• [Problem statement] The records that follow must be repeated exactly as they stand.

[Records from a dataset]

###

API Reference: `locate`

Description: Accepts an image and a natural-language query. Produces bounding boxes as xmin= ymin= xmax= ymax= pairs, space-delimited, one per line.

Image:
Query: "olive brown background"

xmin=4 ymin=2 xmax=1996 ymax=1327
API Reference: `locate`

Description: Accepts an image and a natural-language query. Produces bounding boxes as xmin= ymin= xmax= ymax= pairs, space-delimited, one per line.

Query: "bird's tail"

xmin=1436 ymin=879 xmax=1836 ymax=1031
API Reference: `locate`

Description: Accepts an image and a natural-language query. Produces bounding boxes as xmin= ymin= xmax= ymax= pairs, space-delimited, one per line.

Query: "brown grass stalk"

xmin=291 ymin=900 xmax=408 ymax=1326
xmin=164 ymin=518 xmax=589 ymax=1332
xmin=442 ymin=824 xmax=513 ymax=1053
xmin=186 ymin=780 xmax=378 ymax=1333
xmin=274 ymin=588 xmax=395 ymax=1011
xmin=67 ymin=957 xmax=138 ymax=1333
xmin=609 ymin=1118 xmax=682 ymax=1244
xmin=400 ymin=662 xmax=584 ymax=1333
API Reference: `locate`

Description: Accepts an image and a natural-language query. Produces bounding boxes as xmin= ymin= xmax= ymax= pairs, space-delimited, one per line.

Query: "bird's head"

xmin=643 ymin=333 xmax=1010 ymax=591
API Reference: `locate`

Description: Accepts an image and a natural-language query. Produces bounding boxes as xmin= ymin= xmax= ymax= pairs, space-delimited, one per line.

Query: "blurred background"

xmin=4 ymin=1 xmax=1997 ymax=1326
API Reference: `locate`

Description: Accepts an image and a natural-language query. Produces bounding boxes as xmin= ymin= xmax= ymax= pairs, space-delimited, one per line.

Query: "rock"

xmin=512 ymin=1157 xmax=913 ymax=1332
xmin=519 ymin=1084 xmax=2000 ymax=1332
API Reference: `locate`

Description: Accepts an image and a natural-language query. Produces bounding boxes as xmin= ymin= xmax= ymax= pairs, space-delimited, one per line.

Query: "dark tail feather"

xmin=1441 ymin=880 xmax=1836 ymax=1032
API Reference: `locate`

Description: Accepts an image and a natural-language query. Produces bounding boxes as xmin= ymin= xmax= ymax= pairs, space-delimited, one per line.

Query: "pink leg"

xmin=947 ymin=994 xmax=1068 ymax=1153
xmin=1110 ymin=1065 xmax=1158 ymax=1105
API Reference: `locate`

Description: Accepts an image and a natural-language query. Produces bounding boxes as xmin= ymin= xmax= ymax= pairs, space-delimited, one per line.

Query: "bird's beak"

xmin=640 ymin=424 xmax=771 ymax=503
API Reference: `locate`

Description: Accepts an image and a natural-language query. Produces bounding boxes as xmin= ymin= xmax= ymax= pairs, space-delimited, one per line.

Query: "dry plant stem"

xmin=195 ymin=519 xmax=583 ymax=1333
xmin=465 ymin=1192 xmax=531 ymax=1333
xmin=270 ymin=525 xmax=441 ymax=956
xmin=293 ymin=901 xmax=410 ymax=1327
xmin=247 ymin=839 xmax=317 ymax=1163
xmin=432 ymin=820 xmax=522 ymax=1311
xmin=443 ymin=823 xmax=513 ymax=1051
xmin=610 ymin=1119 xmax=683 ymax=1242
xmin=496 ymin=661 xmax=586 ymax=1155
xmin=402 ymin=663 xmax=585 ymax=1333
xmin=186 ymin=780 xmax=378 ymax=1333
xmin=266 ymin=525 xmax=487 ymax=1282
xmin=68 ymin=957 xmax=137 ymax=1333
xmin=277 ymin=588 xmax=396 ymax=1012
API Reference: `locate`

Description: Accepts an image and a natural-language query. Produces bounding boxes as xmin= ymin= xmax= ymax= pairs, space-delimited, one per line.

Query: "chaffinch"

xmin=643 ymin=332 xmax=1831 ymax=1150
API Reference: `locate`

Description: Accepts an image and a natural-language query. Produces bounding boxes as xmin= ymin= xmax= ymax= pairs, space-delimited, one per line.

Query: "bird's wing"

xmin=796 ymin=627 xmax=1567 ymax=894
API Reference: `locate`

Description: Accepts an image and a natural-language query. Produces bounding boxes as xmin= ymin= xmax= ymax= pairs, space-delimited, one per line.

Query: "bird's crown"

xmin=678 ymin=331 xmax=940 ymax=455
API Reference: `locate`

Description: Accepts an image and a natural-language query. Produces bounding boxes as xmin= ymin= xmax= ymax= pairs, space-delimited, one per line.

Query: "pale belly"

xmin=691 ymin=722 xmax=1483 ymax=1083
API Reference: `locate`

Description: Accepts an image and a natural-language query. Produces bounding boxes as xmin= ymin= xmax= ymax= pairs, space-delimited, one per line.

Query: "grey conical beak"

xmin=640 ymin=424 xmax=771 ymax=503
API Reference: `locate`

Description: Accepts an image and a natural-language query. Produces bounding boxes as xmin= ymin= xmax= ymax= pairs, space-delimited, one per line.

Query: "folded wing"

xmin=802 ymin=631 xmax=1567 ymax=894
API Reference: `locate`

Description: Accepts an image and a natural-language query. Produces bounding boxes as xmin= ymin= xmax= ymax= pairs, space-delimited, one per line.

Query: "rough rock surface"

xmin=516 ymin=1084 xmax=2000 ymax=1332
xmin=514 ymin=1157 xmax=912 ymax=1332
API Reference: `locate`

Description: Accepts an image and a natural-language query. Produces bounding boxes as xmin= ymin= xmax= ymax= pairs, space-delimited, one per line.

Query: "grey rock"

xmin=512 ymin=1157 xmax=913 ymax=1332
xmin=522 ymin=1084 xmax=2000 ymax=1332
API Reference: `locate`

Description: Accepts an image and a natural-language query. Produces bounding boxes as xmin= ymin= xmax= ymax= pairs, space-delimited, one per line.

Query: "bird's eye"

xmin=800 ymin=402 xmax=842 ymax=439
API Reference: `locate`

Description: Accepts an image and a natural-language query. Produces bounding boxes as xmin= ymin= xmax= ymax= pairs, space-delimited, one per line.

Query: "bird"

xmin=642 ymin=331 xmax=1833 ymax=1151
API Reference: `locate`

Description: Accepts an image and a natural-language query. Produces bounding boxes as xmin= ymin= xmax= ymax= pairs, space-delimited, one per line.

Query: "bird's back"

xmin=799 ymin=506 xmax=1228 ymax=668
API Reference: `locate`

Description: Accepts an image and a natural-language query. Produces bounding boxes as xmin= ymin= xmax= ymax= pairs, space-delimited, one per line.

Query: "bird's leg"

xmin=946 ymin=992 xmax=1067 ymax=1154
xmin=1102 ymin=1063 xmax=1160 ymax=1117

###

• [Solution for this problem]
API Reference: `locate`

Description: Accepts an image and a natural-language query. Produces bounding boxes as xmin= ymin= xmax= ymax= pairs, space-delimited, one per line.

Image:
Query: "olive brown background"

xmin=4 ymin=2 xmax=1996 ymax=1327
API Reference: `locate`

Description: Accepts an image and a natural-language query. Produces bounding boxes as xmin= ymin= xmax= ymax= pairs, space-delimited, one per line.

Query: "bird's tail"

xmin=1436 ymin=879 xmax=1836 ymax=1031
API Reference: `locate`

Description: Accepts an image and a natural-language query. Produces bounding boxes as xmin= ymin= xmax= ymax= pairs, space-delimited, one per line.

Query: "brown grass stalk"

xmin=291 ymin=900 xmax=408 ymax=1326
xmin=164 ymin=518 xmax=589 ymax=1332
xmin=442 ymin=824 xmax=513 ymax=1053
xmin=186 ymin=780 xmax=378 ymax=1333
xmin=274 ymin=588 xmax=395 ymax=1011
xmin=67 ymin=957 xmax=138 ymax=1333
xmin=609 ymin=1118 xmax=682 ymax=1244
xmin=400 ymin=662 xmax=584 ymax=1333
API Reference: `locate`

Description: Accepts an image and a natural-language query. Produces bounding boxes as xmin= ymin= xmax= ymax= pairs, space-delimited, one per line.

Query: "bird's head"

xmin=643 ymin=333 xmax=1010 ymax=591
API Reference: `locate`

Description: Accepts an image and a natural-language query. Produces bounding boxes as xmin= ymin= xmax= ymax= pairs, space-delimited, one per line.

Query: "blurred background"

xmin=4 ymin=1 xmax=1997 ymax=1326
API Reference: `locate`

Description: Accepts an image and a natural-language query. Produces bounding boxes as xmin= ymin= xmax= ymax= pairs, space-delimited, one per line.

Query: "rock"

xmin=512 ymin=1157 xmax=913 ymax=1332
xmin=519 ymin=1084 xmax=2000 ymax=1332
API Reference: `locate`

Description: Accepts an image and a natural-language query. Produces bounding boxes as xmin= ymin= xmax= ymax= pairs, space-delimited, one per line.

Query: "dark tail feather"

xmin=1441 ymin=880 xmax=1836 ymax=1032
API Reference: `locate`

Description: Accepts an image and a natural-language query. Produces bounding boxes as xmin= ymin= xmax= ymax= pairs, space-delimited, one per line.

Query: "pink leg"

xmin=947 ymin=994 xmax=1068 ymax=1153
xmin=1110 ymin=1065 xmax=1158 ymax=1105
API Reference: `locate`

Description: Accepts an image and a natural-language query. Produces bounding boxes as xmin= ymin= xmax= ymax= pairs, space-delimited, one per line.

Query: "bird's beak"

xmin=640 ymin=424 xmax=771 ymax=503
API Reference: `locate`

Description: Accepts an image and a natural-language query. Produces bounding boxes as xmin= ymin= xmax= ymax= pairs, space-delimited, one per line.

Query: "dry plant stem"

xmin=195 ymin=519 xmax=583 ymax=1333
xmin=465 ymin=1192 xmax=531 ymax=1333
xmin=270 ymin=525 xmax=441 ymax=956
xmin=293 ymin=901 xmax=410 ymax=1327
xmin=247 ymin=839 xmax=317 ymax=1163
xmin=432 ymin=820 xmax=522 ymax=1311
xmin=443 ymin=823 xmax=513 ymax=1051
xmin=610 ymin=1119 xmax=683 ymax=1242
xmin=496 ymin=661 xmax=586 ymax=1155
xmin=402 ymin=663 xmax=585 ymax=1333
xmin=186 ymin=780 xmax=378 ymax=1333
xmin=266 ymin=525 xmax=487 ymax=1282
xmin=68 ymin=957 xmax=137 ymax=1333
xmin=277 ymin=588 xmax=396 ymax=1012
API Reference: `locate`

Description: Accepts an image and a natural-language query. Produces bounding boxes as xmin= ymin= xmax= ymax= pairs, space-delimited, one per line.

Query: "chaffinch"

xmin=643 ymin=332 xmax=1831 ymax=1150
API Reference: `locate`

Description: Accepts an image and a natural-language query. Produces bounding boxes as xmin= ymin= xmax= ymax= pairs, space-delimited, one per line.

Query: "bird's wing"

xmin=796 ymin=627 xmax=1567 ymax=894
API Reference: `locate`

Description: Accepts an image and a natural-language query. Produces bounding boxes as xmin= ymin= xmax= ymax= pairs, space-delimited, one per line.

Query: "bird's crown"

xmin=678 ymin=331 xmax=940 ymax=455
API Reference: `locate`

Description: Accepts an image and a natural-language query. Produces bounding boxes as xmin= ymin= xmax= ymax= pairs, space-delimited, one per line.

Query: "pale belly"

xmin=691 ymin=722 xmax=1483 ymax=1083
API Reference: `locate`

Description: Accepts an image and a natural-language query. Produces bounding boxes as xmin= ymin= xmax= ymax= pairs, space-delimited, one per line.

Query: "grey conical beak"

xmin=640 ymin=424 xmax=771 ymax=503
API Reference: `locate`

Description: Accepts an image and a natural-language query. Produces bounding boxes as xmin= ymin= xmax= ymax= pairs, space-delimited, one per line.

Query: "folded wing"

xmin=802 ymin=631 xmax=1567 ymax=894
API Reference: `locate`

Description: Accepts an image and a natural-language query. Produces bounding boxes as xmin= ymin= xmax= ymax= pairs, space-delimited, one per line.

Query: "rough rock surface"

xmin=516 ymin=1084 xmax=2000 ymax=1332
xmin=514 ymin=1157 xmax=912 ymax=1332
API Reference: `locate`

Description: Accepts an image and a natural-language query. Produces bounding boxes as xmin= ymin= xmax= ymax= pairs, space-delimited, one per line.

Query: "grey rock"

xmin=512 ymin=1157 xmax=913 ymax=1332
xmin=522 ymin=1084 xmax=2000 ymax=1332
API Reference: `locate`

Description: Accepts an image and a natural-language query. Produces bounding boxes as xmin= ymin= xmax= ymax= pairs, space-delimited, one per line.

Query: "bird's eye"

xmin=800 ymin=402 xmax=842 ymax=439
API Reference: `locate`

Description: Accepts an image and a natural-language query. Produces bounding boxes as xmin= ymin= xmax= ymax= pairs, space-delimited, one per line.

Query: "bird"

xmin=642 ymin=331 xmax=1833 ymax=1151
API Reference: `locate`

Description: Accepts an image and a natural-language query. Produces bounding boxes as xmin= ymin= xmax= ymax= pairs, space-delimited, one per line.

Query: "bird's back"

xmin=799 ymin=506 xmax=1228 ymax=668
API Reference: `locate`

Description: Accepts an image and a natural-language query. Produces bounding boxes as xmin= ymin= xmax= ymax= pairs, space-delimited, one per line.

Query: "bird's leg"

xmin=946 ymin=992 xmax=1067 ymax=1154
xmin=1102 ymin=1063 xmax=1160 ymax=1117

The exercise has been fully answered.